## TUGAS YANG DIKERJAKAN
Ganti setiap "Give the outline" dalam seluruh data di bawah ini dengan "Trace the outline", lalu tuliskan kembali data tersebut tanpa perubahan lain.

────

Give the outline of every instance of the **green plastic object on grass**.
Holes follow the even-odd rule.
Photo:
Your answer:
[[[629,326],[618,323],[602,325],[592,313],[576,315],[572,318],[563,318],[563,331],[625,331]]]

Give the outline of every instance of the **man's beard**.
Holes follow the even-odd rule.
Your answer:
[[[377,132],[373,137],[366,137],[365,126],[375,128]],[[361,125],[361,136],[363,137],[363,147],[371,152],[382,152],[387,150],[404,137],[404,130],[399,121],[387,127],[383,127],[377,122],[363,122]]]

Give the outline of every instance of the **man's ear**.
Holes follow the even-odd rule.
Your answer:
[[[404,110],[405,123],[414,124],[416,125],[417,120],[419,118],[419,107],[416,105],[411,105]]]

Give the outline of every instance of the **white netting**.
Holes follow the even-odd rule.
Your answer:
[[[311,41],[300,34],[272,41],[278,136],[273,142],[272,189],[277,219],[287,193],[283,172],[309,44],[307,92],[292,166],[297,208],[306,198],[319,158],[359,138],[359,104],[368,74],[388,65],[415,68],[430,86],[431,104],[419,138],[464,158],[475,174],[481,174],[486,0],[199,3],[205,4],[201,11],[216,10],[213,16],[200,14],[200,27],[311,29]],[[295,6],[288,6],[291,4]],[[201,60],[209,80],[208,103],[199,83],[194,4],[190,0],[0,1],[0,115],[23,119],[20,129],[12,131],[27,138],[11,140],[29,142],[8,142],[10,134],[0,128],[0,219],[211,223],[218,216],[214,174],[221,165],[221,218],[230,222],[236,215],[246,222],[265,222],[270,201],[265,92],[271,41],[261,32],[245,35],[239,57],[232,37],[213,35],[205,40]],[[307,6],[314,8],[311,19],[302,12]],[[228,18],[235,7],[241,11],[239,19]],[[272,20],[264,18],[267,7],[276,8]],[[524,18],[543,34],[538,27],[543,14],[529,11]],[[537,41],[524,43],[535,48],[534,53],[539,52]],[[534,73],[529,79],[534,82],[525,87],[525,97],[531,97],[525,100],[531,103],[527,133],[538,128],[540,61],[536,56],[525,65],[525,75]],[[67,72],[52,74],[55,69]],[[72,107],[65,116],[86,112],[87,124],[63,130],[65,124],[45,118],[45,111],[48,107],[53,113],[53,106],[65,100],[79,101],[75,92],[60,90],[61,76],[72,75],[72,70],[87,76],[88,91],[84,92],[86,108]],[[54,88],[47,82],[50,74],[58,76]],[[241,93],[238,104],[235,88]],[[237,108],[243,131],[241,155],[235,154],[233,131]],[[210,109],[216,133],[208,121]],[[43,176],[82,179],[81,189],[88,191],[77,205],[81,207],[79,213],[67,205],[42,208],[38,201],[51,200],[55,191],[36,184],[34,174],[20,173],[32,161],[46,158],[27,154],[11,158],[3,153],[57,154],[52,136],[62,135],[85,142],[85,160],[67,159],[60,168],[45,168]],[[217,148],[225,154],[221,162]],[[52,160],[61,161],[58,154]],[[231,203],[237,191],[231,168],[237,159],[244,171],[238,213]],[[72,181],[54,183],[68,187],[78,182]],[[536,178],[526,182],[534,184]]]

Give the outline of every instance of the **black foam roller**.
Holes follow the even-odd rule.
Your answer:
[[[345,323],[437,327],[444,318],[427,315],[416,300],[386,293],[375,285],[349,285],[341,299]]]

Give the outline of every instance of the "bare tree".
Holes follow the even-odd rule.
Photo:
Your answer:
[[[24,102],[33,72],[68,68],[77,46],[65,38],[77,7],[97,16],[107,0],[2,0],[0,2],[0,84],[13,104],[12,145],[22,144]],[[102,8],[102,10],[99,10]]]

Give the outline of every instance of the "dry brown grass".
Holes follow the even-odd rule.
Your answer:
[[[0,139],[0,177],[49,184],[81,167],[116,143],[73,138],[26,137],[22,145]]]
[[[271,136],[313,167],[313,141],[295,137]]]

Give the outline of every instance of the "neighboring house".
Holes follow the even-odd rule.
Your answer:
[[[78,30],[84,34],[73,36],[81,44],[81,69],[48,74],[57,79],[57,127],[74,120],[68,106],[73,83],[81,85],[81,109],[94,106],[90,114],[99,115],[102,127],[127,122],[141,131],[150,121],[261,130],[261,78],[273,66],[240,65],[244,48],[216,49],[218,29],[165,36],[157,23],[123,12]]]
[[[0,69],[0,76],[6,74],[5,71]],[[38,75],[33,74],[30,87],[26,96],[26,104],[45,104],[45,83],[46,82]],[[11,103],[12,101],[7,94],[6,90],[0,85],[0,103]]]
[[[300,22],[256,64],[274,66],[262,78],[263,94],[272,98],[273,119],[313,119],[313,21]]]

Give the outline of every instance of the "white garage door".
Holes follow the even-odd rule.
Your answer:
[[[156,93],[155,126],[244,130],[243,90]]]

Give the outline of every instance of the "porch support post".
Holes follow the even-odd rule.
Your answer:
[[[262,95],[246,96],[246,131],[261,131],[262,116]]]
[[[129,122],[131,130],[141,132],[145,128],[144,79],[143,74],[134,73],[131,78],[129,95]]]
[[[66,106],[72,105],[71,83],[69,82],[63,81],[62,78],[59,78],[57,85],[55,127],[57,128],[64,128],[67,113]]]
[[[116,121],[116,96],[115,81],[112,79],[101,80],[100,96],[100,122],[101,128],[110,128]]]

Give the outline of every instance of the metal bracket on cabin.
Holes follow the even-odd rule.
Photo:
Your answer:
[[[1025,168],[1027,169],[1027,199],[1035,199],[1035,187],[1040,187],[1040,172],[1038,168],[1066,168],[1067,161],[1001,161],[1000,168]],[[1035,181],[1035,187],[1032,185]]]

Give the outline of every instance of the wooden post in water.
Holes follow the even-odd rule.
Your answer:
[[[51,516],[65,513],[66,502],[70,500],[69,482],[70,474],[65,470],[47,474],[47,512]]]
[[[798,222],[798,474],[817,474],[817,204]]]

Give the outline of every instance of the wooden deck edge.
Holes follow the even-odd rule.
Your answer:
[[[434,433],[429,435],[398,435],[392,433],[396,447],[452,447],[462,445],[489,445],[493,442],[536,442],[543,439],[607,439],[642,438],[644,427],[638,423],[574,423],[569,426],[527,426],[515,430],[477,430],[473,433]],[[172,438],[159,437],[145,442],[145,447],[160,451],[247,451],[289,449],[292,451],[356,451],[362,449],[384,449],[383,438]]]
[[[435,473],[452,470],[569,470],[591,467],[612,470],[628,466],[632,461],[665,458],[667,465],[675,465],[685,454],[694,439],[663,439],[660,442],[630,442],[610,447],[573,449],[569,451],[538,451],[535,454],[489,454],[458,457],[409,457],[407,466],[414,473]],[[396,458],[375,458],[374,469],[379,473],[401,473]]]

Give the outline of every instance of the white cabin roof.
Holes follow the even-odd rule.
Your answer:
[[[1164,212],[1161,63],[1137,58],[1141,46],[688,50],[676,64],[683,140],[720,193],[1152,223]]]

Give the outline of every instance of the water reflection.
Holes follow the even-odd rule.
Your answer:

────

## HASIL TUGAS
Trace the outline of every instance of the **green plastic object on grass**.
Holes follow the even-odd rule.
Photo:
Your answer:
[[[629,326],[618,323],[602,325],[592,313],[576,315],[572,318],[563,318],[563,331],[625,331]]]

Trace the outline of every instance of the **man's beard**.
Holes follow the even-odd rule.
Your answer:
[[[377,132],[373,137],[366,137],[365,126],[375,128]],[[361,125],[361,136],[363,137],[363,147],[371,152],[382,152],[387,150],[404,137],[404,130],[399,121],[387,127],[383,127],[377,122],[363,122]]]

Trace the outline of every instance of the **man's ear**.
Holes follow the even-odd rule.
Your answer:
[[[404,110],[405,123],[414,124],[416,125],[417,120],[419,118],[419,107],[416,105],[411,105]]]

Trace the outline of every instance of the **white netting**.
Holes follow the even-odd rule.
Your answer:
[[[311,41],[300,34],[272,41],[278,136],[273,142],[272,189],[277,219],[287,193],[283,172],[309,44],[307,92],[292,166],[297,208],[306,198],[319,158],[359,138],[359,104],[368,74],[388,65],[415,68],[430,86],[431,104],[419,138],[464,158],[475,174],[481,174],[486,0],[199,3],[205,4],[201,11],[216,10],[213,16],[200,14],[200,27],[311,29]],[[295,6],[288,6],[291,4]],[[201,60],[209,80],[208,103],[199,83],[194,4],[190,0],[0,1],[0,115],[23,119],[20,129],[12,131],[27,138],[11,140],[29,142],[8,142],[10,134],[0,128],[0,219],[211,223],[218,216],[214,174],[221,165],[221,218],[230,222],[236,215],[246,222],[265,222],[270,201],[265,92],[271,41],[261,32],[245,35],[239,57],[232,37],[213,35],[205,40]],[[307,6],[314,8],[311,19],[302,12]],[[228,18],[235,7],[241,11],[239,19]],[[272,20],[264,18],[267,7],[276,8]],[[524,18],[543,34],[538,27],[543,14],[529,11]],[[537,41],[524,43],[535,48],[534,53],[539,52]],[[534,73],[529,79],[534,82],[525,87],[525,97],[531,97],[525,100],[531,103],[527,133],[538,128],[540,61],[536,56],[525,65],[525,75]],[[67,72],[52,74],[55,69]],[[72,107],[65,116],[86,112],[87,124],[63,130],[65,124],[45,118],[45,111],[48,107],[53,113],[53,106],[65,100],[79,101],[75,92],[60,90],[61,76],[72,75],[72,70],[87,76],[88,91],[84,92],[86,108]],[[54,88],[47,82],[50,74],[58,76]],[[241,93],[238,104],[235,88]],[[237,108],[243,131],[241,155],[235,154],[233,131]],[[210,109],[216,133],[208,121]],[[43,176],[82,179],[81,189],[88,191],[77,205],[81,207],[79,213],[67,205],[42,208],[38,201],[51,200],[55,191],[36,184],[34,174],[20,173],[32,161],[46,158],[27,154],[11,158],[3,153],[57,154],[52,136],[62,135],[85,142],[85,160],[67,159],[60,168],[45,168]],[[217,148],[225,154],[221,162]],[[52,160],[61,161],[58,154]],[[231,203],[237,191],[231,168],[237,159],[244,171],[238,213]],[[72,181],[54,183],[68,187],[78,182]],[[536,178],[526,182],[534,184]]]

Trace the outline of every instance of the **black foam roller**.
Holes follow the even-odd rule.
Your answer:
[[[345,323],[437,327],[444,318],[427,315],[416,300],[386,293],[375,285],[349,285],[341,299]]]

Trace the outline of every instance of the "bare tree".
Holes follow the even-odd rule.
Photo:
Your answer:
[[[24,102],[33,72],[68,68],[77,46],[65,38],[77,7],[97,16],[107,0],[2,0],[0,2],[0,84],[13,104],[12,145],[22,144]],[[102,8],[102,10],[99,10]]]

Trace the outline of every instance of the "dry brown grass".
Holes follow the even-odd rule.
Your answer:
[[[0,139],[0,177],[49,184],[81,167],[116,143],[73,138],[26,137],[22,145]]]
[[[271,136],[313,167],[313,141],[295,137]]]

Trace the outline of every instance of the "neighboring house".
Holes follow the even-odd rule.
Your answer:
[[[78,30],[84,34],[73,36],[81,44],[81,69],[48,74],[57,79],[57,127],[74,120],[68,106],[73,83],[81,85],[81,109],[94,106],[90,114],[99,115],[102,127],[127,122],[141,131],[150,121],[261,130],[261,78],[273,66],[240,65],[244,48],[216,49],[218,29],[165,36],[157,23],[123,12]]]
[[[0,69],[0,76],[6,74],[5,71]],[[38,75],[33,74],[30,87],[26,96],[26,104],[45,104],[45,83],[46,82]],[[11,103],[12,101],[7,94],[6,90],[0,85],[0,103]]]
[[[300,22],[256,64],[274,66],[262,78],[263,94],[272,98],[273,119],[313,119],[313,21]]]

Trace the outline of every instance of the "white garage door".
Holes follow the even-odd rule.
Your answer:
[[[156,93],[155,126],[244,130],[243,90]]]

Trace the outline of every instance of the "porch support post".
Holes follow the even-odd rule.
Your answer:
[[[262,95],[246,96],[246,131],[261,131],[262,116]]]
[[[129,122],[131,130],[141,132],[145,128],[144,79],[143,74],[134,73],[131,78],[129,95]]]
[[[66,106],[72,105],[71,83],[69,82],[63,81],[62,78],[59,78],[57,85],[55,127],[57,128],[64,128],[67,113]]]
[[[116,121],[116,96],[115,81],[112,79],[101,80],[100,96],[100,122],[101,128],[110,128]]]

Trace the outline of every instance of the metal bracket on cabin.
Holes follow the even-odd rule.
Photo:
Your answer:
[[[1025,168],[1027,169],[1027,199],[1035,199],[1035,187],[1040,187],[1040,172],[1038,168],[1066,168],[1067,161],[1001,161],[1000,168]],[[1035,181],[1035,187],[1032,185]]]

Trace the outline of every instance of the wooden post in water.
Holes follow the even-odd rule.
Your answer:
[[[51,516],[65,513],[66,502],[70,500],[69,482],[70,474],[65,470],[47,474],[47,512]]]
[[[798,222],[798,474],[817,474],[817,204]]]

Trace the outline of every instance of the wooden deck edge.
Holes follow the even-odd rule.
Your answer:
[[[434,433],[429,435],[398,435],[392,433],[396,447],[452,447],[462,445],[489,445],[493,442],[536,442],[543,439],[607,439],[642,438],[644,427],[638,423],[574,423],[569,426],[527,426],[515,430],[477,430],[473,433]],[[172,438],[159,437],[145,442],[145,447],[160,451],[247,451],[289,449],[292,451],[356,451],[362,449],[384,449],[383,438]]]
[[[435,473],[452,470],[569,470],[591,467],[612,470],[628,466],[632,461],[665,458],[667,465],[675,465],[685,454],[694,439],[663,439],[660,442],[630,442],[610,447],[573,449],[569,451],[538,451],[535,454],[489,454],[458,457],[409,457],[407,466],[414,473]],[[396,458],[375,458],[374,469],[379,473],[401,473]]]

Trace the outline of every instance of the white cabin roof.
Holes follow the even-odd rule.
Your answer:
[[[1164,212],[1161,63],[1137,58],[1141,46],[688,50],[676,64],[683,140],[720,193],[1152,223]]]

Trace the outline of every instance of the water reflection.
Holes follow the even-odd rule.
Your answer:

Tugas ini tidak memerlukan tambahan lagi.